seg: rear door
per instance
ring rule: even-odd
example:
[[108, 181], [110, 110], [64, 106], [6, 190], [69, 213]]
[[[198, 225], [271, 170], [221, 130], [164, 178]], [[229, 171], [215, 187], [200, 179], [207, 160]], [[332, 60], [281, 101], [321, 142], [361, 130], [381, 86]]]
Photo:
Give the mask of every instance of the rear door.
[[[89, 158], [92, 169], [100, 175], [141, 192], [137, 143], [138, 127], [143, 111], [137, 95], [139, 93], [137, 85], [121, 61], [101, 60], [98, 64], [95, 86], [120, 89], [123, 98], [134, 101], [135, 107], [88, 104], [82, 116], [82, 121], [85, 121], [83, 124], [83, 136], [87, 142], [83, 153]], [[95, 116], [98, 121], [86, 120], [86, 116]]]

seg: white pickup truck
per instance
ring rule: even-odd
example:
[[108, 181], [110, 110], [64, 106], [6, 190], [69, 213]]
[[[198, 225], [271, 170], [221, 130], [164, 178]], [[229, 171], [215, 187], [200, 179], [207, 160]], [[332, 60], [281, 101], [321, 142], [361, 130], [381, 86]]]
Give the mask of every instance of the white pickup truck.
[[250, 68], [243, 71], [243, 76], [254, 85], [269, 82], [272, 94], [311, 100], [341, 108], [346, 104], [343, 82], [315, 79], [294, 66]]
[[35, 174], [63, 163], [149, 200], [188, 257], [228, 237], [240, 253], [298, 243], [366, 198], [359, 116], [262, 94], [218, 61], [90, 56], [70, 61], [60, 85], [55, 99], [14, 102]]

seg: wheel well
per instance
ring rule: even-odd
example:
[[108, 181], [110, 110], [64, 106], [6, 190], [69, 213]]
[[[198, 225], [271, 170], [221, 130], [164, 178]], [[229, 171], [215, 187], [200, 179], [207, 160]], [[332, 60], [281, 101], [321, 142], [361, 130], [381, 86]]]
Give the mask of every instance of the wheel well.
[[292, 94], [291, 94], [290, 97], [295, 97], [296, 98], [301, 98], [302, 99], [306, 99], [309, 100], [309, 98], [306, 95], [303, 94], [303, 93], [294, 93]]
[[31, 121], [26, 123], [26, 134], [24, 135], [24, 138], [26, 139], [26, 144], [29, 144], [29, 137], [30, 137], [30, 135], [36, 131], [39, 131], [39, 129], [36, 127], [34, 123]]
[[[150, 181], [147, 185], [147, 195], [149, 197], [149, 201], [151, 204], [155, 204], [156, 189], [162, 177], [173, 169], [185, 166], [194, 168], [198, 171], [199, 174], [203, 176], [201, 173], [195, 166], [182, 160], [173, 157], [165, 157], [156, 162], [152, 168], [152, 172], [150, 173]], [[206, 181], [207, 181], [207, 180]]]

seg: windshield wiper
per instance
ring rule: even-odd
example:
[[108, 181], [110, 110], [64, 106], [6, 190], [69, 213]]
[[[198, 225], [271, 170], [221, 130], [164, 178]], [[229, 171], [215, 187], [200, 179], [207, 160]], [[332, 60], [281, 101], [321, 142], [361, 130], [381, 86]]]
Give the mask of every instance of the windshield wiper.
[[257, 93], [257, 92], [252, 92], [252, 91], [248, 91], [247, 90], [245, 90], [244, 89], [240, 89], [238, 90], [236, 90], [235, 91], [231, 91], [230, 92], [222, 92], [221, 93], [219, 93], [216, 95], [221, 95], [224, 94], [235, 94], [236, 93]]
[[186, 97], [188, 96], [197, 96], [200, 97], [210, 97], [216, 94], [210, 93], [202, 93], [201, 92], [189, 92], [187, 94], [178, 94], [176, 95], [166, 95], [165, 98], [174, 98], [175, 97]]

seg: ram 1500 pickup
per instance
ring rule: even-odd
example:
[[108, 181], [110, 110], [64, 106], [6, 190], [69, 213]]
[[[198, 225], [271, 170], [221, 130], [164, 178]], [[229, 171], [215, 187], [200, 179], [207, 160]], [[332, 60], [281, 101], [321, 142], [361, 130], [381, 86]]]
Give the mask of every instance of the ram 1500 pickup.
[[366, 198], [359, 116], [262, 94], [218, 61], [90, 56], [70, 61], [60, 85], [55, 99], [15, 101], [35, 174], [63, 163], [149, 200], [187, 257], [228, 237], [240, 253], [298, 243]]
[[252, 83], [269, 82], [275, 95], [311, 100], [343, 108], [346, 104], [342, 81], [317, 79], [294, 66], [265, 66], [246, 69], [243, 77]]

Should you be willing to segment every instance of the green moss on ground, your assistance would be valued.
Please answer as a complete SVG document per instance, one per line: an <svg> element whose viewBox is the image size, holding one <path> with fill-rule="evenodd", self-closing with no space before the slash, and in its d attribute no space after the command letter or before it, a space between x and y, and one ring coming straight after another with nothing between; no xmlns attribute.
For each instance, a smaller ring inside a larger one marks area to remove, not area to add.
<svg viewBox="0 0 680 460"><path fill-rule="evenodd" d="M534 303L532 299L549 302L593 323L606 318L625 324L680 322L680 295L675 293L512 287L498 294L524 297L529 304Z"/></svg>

◆ ◆ ◆ ◆

Exercise → Format all of the data above as a JSON list of strings, with one string for each line and blank lines left out.

Output of the exercise →
[
  "seg: rear door",
  "per instance",
  "ring rule: even-odd",
  "example:",
  "[[108, 181], [110, 110], [64, 106], [6, 190], [69, 213]]",
  "[[[198, 225], [271, 170], [221, 130], [164, 178]], [[229, 171], [215, 187], [200, 179], [207, 160]], [[332, 60], [281, 101], [321, 142], [361, 130], [381, 86]]]",
  "Photo:",
  "Give the mask of every instance of the rear door.",
  "[[[89, 158], [92, 169], [100, 175], [141, 192], [137, 143], [138, 127], [143, 111], [137, 95], [139, 93], [137, 85], [121, 61], [101, 60], [98, 64], [95, 86], [120, 89], [123, 98], [134, 101], [135, 107], [88, 104], [82, 116], [82, 121], [85, 121], [83, 124], [83, 136], [87, 142], [83, 153]], [[95, 116], [98, 121], [86, 120], [86, 116]]]",
  "seg: white pickup truck",
  "per instance",
  "ring rule: even-odd",
  "example:",
  "[[108, 181], [110, 110], [64, 106], [6, 190], [69, 213]]",
  "[[[198, 225], [271, 170], [221, 130], [164, 178]], [[229, 171], [215, 187], [200, 179], [207, 160]], [[332, 60], [281, 101], [321, 142], [361, 130], [381, 86]]]",
  "Give the mask of every instance of the white pickup truck.",
  "[[250, 68], [243, 71], [243, 76], [254, 85], [269, 82], [272, 94], [311, 100], [341, 108], [346, 104], [343, 82], [315, 79], [294, 66]]",
  "[[35, 174], [63, 163], [149, 200], [188, 257], [228, 237], [240, 253], [298, 243], [366, 198], [359, 116], [262, 94], [218, 61], [90, 56], [70, 61], [60, 85], [55, 99], [14, 102]]",
  "seg: wheel well",
  "per instance",
  "ring rule: even-odd",
  "example:",
  "[[108, 181], [110, 110], [64, 106], [6, 190], [69, 213]]",
  "[[[198, 225], [271, 170], [221, 130], [164, 178]], [[229, 171], [215, 187], [200, 179], [207, 160]], [[332, 60], [281, 101], [321, 142], [361, 130], [381, 86]]]",
  "Give the mask of every instance of the wheel well.",
  "[[292, 94], [291, 94], [290, 97], [295, 97], [296, 98], [301, 98], [302, 99], [306, 99], [309, 100], [309, 98], [306, 95], [303, 94], [303, 93], [294, 93]]",
  "[[31, 121], [26, 123], [26, 134], [24, 135], [24, 138], [26, 139], [26, 144], [29, 144], [29, 137], [30, 137], [30, 135], [36, 131], [39, 131], [39, 129], [36, 127], [34, 123]]",
  "[[[150, 181], [147, 185], [147, 195], [149, 197], [149, 201], [151, 204], [155, 204], [156, 189], [162, 177], [173, 169], [185, 166], [194, 168], [198, 171], [199, 174], [203, 176], [201, 173], [195, 166], [182, 160], [173, 157], [165, 157], [156, 162], [152, 168], [152, 172], [150, 173]], [[206, 181], [207, 181], [207, 180]]]",
  "seg: windshield wiper",
  "per instance",
  "ring rule: even-odd",
  "example:",
  "[[108, 181], [110, 110], [64, 106], [6, 190], [69, 213]]",
  "[[[198, 225], [271, 170], [221, 130], [164, 178]], [[229, 171], [215, 187], [200, 179], [207, 160]], [[332, 60], [281, 101], [321, 142], [361, 130], [381, 86]]]",
  "Give the mask of every instance of the windshield wiper.",
  "[[257, 93], [257, 92], [252, 92], [252, 91], [248, 91], [247, 90], [245, 90], [244, 89], [240, 89], [238, 90], [236, 90], [235, 91], [231, 91], [230, 92], [222, 92], [221, 93], [219, 93], [216, 95], [221, 95], [224, 94], [235, 94], [236, 93]]",
  "[[186, 97], [188, 96], [197, 96], [200, 97], [210, 97], [216, 94], [210, 93], [202, 93], [201, 92], [189, 92], [187, 94], [178, 94], [176, 95], [166, 95], [165, 98], [174, 98], [175, 97]]",
  "seg: ram 1500 pickup",
  "per instance",
  "ring rule: even-odd",
  "example:",
  "[[108, 181], [110, 110], [64, 106], [6, 190], [69, 213]]",
  "[[[198, 225], [271, 170], [221, 130], [164, 178]], [[229, 171], [215, 187], [200, 179], [207, 160]], [[332, 60], [281, 101], [321, 142], [361, 130], [381, 86]]]",
  "Give the mask of every instance of the ram 1500 pickup.",
  "[[366, 198], [359, 116], [262, 94], [218, 61], [90, 56], [70, 61], [60, 85], [55, 99], [15, 101], [35, 174], [63, 163], [149, 200], [187, 257], [228, 237], [240, 253], [298, 243]]",
  "[[252, 83], [269, 82], [275, 95], [311, 100], [343, 108], [346, 104], [342, 81], [317, 79], [294, 66], [265, 66], [246, 69], [243, 77]]",
  "Should you be willing to segment every instance of the green moss on ground, your assistance would be valued.",
  "Please answer as a complete SVG document per instance, one per line: an <svg> element whose viewBox is the image size, holding one <path> with fill-rule=\"evenodd\", self-closing with no space before the slash, and in its d attribute no space after the command letter or before it, a space between x and y, and one ring coming straight after another with nothing between; no xmlns attribute.",
  "For each instance, a smaller ring inside a larger one marks area to remove, not area to add.",
  "<svg viewBox=\"0 0 680 460\"><path fill-rule=\"evenodd\" d=\"M534 303L532 299L549 302L593 323L606 318L625 324L680 322L680 295L675 293L512 287L498 294L524 297L529 304Z\"/></svg>"
]